--- begin Document ---
The wideband signal generating apparatus shown in FIG. 2 may include a signal classifier 200, a narrowband decoder 210, a high-band signal generator 230, and a synthesizer 250. Same as those shown in FIG. 1, the above-stated components may be included in a single device or may be included in different devices according to design specifications. Unlike the wideband signal generating apparatus of FIG. 1, the signal classifier 200 may be additionally arranged to selectively perform bandwidth extension based on signal characteristics. Detailed descriptions of components identical to those described above will be omitted.

Referring to FIG. 2, the signal classifier 200 may analyze a narrowband bitstream or a reconstructed narrowband signal and divide the same into a voiced sound section and the remaining section, e.g., an unvoiced sound section. Here, various techniques known in the art may be used to identify a voiced sound section and an unvoiced sound section. For example, parameters including a gradient, a spectral tilt, and a zero crossing rate may be applied therefor.

According to an embodiment, bandwidth extension may be selectively performed with regard to a voiced sound section and an unvoiced sound section. In other words, bandwidth extension may be performed on a voiced sound section, whereas no bandwidth extension may be performed on an unvoiced sound section. According to an embodiment, with regard to an unvoiced sound section, Os or predetermined noise components may be filled into a high-band. For a voiced sound section, the signal classifier 200 may provide an enable signal for operating the high-band signal generator 230 to the high-band signal generator 230. According to another embodiment, the signal classifier 200 may determine whether to provide a reconstructed narrowband signal from the narrowband decoder 210 to the high-band signal generator 230 with regard to a voiced sound section or an unvoiced sound section.

Regarding the voiced sound section of a narrowband signal, the high-band signal generator 230 may estimate extension parameters for generating a high-band signal by using a reconstructed narrowband signal provided by the narrowband decoder 110 and generate a high-band signal by using the estimated extension parameters.

The synthesizer 250 may generate a wideband signal by synthesizing the reconstructed narrowband signal provided by the narrowband decoder 210 with the high-band signal provided by the high-band signal generator 230.
--- end Document ---
• Problem details: Write out everything in the bandwidth extension passage from "The synthesizer 250" down to "by the high-band signal generator 230.", word for word.
--- begin Data shown ---
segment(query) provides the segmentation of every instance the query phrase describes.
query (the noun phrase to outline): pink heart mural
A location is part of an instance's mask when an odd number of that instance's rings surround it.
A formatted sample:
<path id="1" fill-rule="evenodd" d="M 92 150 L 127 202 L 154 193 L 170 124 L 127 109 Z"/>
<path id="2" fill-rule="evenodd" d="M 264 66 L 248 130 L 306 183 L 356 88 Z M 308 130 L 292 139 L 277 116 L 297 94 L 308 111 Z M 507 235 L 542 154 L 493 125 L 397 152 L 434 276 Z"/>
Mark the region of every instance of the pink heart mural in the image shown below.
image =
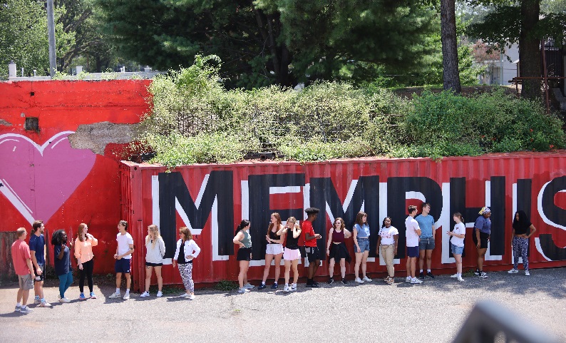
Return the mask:
<path id="1" fill-rule="evenodd" d="M 94 165 L 94 153 L 71 148 L 71 133 L 57 133 L 43 145 L 21 135 L 0 135 L 0 193 L 30 223 L 48 220 Z"/>

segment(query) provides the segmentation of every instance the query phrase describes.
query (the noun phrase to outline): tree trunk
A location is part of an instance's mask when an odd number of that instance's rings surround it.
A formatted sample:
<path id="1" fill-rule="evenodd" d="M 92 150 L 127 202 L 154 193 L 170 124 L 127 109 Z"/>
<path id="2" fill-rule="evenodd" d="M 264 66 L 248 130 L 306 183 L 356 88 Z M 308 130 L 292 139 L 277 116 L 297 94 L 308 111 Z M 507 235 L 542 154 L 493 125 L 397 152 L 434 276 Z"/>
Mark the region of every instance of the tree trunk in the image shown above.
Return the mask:
<path id="1" fill-rule="evenodd" d="M 540 40 L 533 34 L 540 13 L 540 0 L 521 1 L 521 31 L 519 34 L 519 68 L 523 77 L 540 77 Z M 523 80 L 521 96 L 540 98 L 540 80 Z"/>
<path id="2" fill-rule="evenodd" d="M 455 0 L 441 0 L 441 39 L 442 41 L 442 71 L 445 91 L 462 92 L 458 69 L 456 16 Z"/>

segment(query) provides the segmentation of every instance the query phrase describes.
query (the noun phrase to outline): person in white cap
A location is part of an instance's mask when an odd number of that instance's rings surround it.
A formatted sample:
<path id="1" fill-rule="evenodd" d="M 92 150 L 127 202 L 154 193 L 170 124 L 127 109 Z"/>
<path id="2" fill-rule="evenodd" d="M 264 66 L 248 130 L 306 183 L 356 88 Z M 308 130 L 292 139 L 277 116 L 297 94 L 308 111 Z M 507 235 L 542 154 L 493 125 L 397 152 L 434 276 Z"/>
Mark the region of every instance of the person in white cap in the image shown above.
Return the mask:
<path id="1" fill-rule="evenodd" d="M 491 233 L 491 210 L 489 208 L 481 208 L 480 216 L 475 220 L 473 225 L 473 235 L 472 239 L 475 248 L 478 250 L 478 269 L 475 275 L 485 279 L 488 275 L 483 271 L 483 260 L 485 258 L 485 252 L 488 251 L 488 242 Z"/>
--- end Data shown ---
• Solution for this exercise:
The synthesizer 250 may generate a wideband signal by synthesizing the reconstructed narrowband signal provided by the narrowband decoder 210 with the high-band signal provided by the high-band signal generator 230.